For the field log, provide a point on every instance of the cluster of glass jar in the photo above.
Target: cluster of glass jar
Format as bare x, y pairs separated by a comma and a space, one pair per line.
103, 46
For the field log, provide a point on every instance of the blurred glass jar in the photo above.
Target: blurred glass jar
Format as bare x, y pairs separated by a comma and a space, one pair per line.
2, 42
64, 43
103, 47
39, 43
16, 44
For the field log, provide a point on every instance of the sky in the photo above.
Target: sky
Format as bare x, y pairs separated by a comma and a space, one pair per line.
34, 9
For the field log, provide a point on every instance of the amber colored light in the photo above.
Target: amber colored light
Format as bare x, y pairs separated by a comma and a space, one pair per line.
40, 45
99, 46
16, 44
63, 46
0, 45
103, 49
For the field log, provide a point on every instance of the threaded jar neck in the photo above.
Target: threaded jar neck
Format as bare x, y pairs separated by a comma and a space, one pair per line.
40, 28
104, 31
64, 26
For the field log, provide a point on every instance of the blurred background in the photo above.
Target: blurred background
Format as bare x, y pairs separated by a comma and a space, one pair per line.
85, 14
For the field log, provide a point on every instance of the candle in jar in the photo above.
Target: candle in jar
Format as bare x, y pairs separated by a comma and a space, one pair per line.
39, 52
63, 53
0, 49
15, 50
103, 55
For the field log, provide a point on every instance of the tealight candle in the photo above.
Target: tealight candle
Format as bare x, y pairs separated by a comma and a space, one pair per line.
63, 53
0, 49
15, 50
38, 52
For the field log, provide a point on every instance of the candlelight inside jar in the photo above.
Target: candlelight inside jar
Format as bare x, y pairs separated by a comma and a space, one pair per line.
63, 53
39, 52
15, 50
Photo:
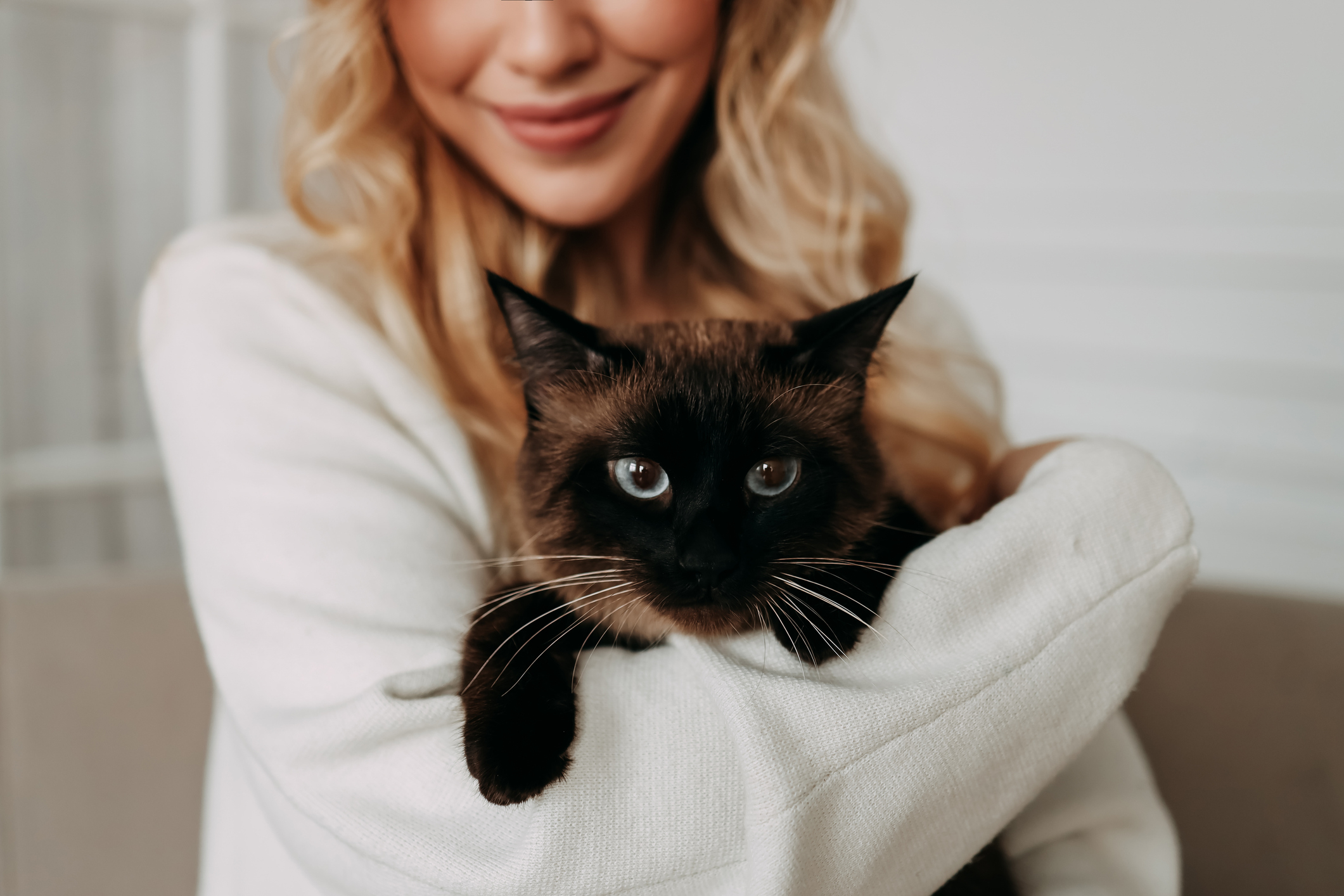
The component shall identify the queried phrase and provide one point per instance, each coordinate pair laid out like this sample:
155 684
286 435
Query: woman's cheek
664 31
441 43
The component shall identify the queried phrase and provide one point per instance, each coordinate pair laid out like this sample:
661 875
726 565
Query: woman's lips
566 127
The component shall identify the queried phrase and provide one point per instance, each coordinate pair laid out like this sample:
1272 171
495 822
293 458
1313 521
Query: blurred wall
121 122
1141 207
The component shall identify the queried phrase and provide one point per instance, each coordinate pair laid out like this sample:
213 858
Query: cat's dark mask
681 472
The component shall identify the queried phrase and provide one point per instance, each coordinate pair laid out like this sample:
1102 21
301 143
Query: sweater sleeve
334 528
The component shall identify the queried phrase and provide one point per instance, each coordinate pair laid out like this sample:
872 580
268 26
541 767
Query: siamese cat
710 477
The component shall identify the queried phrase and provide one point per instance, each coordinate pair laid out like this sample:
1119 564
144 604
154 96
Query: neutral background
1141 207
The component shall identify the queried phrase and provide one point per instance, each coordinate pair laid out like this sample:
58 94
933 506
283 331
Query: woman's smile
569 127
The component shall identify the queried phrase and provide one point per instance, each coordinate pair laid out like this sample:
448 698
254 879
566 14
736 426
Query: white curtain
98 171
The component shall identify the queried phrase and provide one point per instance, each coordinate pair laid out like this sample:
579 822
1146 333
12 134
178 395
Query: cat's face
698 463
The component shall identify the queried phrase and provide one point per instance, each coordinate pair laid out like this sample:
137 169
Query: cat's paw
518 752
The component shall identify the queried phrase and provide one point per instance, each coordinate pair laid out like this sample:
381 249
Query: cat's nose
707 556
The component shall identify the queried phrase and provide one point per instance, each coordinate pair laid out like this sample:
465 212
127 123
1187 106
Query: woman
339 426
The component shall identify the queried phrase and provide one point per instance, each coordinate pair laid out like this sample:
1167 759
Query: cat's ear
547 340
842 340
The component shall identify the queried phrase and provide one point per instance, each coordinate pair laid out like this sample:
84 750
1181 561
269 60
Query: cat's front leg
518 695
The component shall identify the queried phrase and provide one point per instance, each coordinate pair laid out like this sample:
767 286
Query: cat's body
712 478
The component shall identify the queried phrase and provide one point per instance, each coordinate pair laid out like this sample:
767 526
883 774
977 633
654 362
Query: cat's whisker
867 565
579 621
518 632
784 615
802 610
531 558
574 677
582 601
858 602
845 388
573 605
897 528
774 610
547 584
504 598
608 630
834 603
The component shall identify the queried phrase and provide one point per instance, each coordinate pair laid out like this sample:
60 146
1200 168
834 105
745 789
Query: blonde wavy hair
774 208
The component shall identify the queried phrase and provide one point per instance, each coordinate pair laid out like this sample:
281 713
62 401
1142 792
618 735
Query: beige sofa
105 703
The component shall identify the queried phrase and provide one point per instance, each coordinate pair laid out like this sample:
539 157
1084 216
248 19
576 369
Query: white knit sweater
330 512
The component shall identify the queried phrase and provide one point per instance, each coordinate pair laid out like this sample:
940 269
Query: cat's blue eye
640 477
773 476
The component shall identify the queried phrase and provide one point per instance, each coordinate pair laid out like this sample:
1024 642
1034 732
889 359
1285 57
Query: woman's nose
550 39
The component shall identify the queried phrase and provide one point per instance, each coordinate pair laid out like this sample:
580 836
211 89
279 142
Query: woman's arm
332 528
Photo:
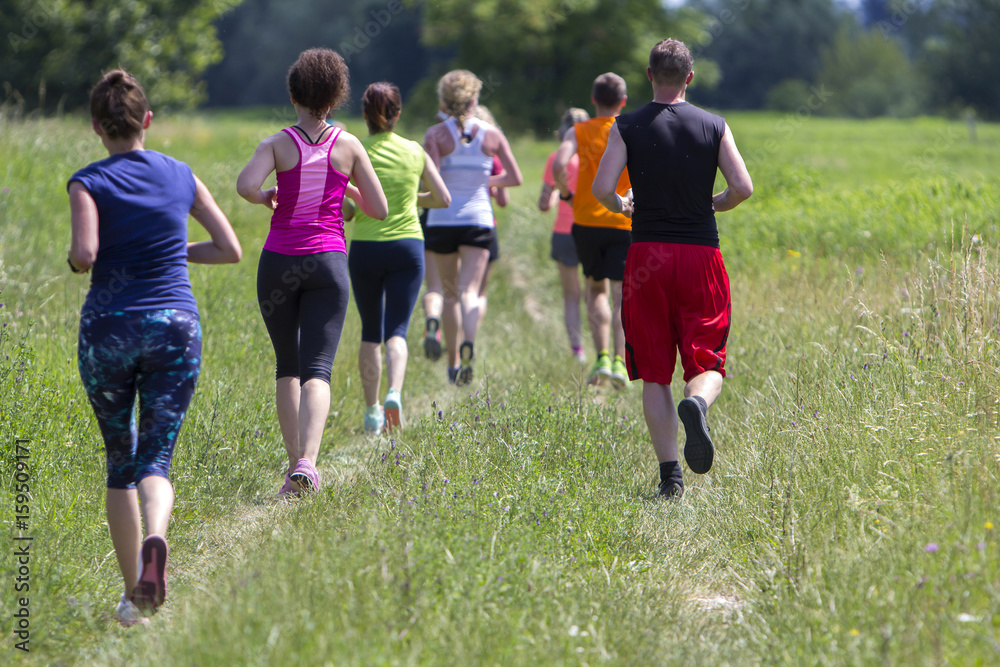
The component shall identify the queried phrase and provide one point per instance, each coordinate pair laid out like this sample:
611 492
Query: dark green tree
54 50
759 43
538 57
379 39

━━━━━━━━━━

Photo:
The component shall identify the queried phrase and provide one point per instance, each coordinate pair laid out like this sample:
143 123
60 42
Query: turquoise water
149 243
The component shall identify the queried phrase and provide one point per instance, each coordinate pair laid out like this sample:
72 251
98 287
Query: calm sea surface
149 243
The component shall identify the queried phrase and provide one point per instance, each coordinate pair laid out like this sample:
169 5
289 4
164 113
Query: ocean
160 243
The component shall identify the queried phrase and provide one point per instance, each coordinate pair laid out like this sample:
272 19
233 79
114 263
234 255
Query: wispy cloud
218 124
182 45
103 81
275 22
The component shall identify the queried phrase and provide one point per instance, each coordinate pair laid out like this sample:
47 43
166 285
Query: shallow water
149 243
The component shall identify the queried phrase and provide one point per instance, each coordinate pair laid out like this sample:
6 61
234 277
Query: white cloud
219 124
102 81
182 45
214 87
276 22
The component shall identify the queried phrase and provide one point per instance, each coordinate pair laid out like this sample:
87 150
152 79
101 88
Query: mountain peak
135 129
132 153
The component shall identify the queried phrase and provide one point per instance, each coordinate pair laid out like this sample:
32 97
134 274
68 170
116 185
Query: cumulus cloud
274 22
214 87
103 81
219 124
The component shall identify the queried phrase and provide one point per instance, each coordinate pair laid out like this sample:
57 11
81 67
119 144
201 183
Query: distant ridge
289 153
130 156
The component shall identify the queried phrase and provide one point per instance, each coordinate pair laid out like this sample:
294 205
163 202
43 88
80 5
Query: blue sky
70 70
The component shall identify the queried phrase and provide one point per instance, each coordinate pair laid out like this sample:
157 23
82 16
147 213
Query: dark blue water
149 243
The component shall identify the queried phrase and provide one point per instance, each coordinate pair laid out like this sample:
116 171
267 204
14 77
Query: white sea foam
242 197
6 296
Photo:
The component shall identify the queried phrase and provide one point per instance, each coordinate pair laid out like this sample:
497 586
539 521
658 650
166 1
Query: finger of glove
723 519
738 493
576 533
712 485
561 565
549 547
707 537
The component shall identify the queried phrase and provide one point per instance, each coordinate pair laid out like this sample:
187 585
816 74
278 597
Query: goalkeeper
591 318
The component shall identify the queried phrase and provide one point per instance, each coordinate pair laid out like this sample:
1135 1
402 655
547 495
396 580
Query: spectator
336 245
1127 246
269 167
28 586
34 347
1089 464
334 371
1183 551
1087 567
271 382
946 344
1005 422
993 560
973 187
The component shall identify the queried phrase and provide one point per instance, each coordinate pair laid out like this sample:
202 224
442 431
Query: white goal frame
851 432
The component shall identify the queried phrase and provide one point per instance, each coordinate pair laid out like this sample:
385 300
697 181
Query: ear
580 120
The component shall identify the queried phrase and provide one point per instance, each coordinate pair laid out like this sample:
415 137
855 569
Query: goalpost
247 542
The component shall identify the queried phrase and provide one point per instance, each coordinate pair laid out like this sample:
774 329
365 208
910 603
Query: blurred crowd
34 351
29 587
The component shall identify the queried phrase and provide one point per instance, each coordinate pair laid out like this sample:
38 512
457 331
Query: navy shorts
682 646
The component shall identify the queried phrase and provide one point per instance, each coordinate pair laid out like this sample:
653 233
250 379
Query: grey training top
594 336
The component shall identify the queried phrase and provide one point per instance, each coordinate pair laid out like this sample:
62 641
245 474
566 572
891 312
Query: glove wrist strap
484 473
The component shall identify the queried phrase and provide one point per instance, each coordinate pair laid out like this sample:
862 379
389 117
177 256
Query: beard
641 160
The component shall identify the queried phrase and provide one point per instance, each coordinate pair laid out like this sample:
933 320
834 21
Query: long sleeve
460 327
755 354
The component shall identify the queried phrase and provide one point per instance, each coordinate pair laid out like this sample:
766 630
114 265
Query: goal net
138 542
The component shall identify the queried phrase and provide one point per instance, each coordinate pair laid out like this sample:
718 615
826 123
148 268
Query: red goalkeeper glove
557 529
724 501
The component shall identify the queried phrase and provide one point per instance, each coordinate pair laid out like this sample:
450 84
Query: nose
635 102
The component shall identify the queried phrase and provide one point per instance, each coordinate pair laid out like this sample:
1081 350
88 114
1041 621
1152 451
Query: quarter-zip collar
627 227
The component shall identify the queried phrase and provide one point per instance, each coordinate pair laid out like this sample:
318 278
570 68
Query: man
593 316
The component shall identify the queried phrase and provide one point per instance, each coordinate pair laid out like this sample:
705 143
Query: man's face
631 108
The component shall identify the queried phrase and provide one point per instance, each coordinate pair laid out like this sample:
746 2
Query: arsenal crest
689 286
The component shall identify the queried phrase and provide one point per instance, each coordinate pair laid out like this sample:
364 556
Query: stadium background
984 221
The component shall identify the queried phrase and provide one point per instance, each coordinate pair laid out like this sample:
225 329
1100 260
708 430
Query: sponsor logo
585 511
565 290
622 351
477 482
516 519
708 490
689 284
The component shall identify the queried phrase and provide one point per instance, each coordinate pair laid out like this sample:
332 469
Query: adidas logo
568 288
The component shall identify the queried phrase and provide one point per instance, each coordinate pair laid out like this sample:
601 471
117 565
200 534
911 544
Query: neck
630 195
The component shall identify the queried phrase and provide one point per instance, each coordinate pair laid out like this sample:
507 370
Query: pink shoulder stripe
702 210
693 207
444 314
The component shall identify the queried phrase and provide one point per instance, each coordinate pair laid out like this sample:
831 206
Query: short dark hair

━━━━━━━━━━

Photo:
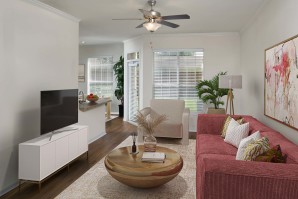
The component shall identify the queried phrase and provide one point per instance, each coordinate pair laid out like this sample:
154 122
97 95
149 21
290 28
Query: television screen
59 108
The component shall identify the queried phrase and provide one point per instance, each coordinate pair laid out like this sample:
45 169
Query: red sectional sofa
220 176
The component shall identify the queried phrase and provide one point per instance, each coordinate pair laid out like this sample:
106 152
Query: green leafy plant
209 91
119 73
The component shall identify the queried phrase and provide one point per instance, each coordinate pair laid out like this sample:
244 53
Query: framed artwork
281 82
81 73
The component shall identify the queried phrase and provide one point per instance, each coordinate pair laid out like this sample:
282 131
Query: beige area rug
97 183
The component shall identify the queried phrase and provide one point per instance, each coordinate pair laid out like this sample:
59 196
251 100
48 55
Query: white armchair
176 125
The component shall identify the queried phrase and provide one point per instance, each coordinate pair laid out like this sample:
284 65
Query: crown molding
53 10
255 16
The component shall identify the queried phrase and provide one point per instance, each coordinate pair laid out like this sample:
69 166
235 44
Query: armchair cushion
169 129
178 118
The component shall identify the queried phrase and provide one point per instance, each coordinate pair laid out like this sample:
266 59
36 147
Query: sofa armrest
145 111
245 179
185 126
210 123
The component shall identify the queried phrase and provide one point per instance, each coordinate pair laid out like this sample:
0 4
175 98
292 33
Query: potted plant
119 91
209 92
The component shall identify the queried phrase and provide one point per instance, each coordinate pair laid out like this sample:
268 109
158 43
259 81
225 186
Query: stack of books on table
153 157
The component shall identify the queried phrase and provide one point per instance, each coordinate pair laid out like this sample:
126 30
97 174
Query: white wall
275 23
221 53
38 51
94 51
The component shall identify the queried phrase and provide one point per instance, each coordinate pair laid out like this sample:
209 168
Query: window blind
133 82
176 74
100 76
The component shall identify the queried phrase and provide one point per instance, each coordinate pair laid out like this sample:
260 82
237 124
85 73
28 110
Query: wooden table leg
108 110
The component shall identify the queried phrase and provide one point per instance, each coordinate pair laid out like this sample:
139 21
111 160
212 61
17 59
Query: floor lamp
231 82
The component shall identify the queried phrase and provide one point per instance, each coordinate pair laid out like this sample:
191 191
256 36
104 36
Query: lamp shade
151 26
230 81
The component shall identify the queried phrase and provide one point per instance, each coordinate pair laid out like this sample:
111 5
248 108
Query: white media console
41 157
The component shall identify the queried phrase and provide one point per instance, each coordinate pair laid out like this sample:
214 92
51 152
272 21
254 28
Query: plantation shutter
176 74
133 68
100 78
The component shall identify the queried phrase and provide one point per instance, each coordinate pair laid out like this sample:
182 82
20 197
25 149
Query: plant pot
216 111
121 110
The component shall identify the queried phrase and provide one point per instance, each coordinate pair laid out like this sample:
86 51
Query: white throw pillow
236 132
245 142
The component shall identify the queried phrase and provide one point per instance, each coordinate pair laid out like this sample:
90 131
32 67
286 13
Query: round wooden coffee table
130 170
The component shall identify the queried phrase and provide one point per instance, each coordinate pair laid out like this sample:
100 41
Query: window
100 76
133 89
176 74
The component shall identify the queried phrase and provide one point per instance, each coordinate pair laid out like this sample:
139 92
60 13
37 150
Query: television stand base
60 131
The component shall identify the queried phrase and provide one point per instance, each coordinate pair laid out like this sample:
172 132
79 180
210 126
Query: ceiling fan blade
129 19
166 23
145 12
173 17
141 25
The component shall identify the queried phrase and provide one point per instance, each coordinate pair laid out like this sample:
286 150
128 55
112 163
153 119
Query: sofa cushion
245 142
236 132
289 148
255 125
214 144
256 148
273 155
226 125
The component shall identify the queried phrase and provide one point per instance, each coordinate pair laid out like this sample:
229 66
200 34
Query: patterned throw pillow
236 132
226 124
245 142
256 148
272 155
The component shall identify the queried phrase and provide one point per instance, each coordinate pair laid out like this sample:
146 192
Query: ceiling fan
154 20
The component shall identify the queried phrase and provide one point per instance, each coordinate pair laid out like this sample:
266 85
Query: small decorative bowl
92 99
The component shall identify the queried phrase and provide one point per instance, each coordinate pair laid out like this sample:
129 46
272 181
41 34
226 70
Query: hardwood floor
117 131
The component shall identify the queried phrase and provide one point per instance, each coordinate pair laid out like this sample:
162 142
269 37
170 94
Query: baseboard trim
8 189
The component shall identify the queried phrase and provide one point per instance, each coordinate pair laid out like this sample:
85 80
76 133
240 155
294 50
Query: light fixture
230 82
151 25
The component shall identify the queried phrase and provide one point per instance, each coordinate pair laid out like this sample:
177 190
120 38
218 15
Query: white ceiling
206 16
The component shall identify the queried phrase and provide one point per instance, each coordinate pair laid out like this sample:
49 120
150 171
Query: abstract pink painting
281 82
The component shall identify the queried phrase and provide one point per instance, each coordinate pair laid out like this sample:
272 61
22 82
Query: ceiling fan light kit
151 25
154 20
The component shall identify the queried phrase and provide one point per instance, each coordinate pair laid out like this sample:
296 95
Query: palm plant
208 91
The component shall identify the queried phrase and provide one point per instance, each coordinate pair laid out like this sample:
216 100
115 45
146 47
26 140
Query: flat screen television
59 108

━━━━━━━━━━

[Task directions]
Every line above from the line with "Target: cluster of glass jar" to the line with "Target: blurred background", inclusive, must be returned exactly; no other line belongs in the reply.

[Response to this task]
Target: cluster of glass jar
Format as bare x, y pairs separated by a comma and a space, one pair per line.
103, 46
For the field log, provide a point on every instance of the blurred glass jar in the photo above.
Target: blurred glass jar
Format as bare x, y pairs separated by a comma and a space, one pair per line.
2, 42
64, 43
103, 47
39, 43
16, 44
For the field log, provide a point on every instance of the sky in the photo above.
Target: sky
Format as bare x, y pairs separated by a comma and a space, one pair per line.
34, 9
For the field log, provide a point on every instance of the amber colored light in the photo above.
Target: amber colored light
Format as bare x, y pairs separated by a comma and a space, one pair per line.
40, 45
99, 46
16, 44
63, 46
0, 45
103, 49
For the field log, provide a point on every instance of the threaded jar neck in the photo above.
Target: threaded jar neck
Format as bare x, y pairs separated by a comma and a space, one pair per line.
40, 28
104, 31
64, 26
For the field log, provide a point on every instance of the blurred background in the photo above.
Target: blurred background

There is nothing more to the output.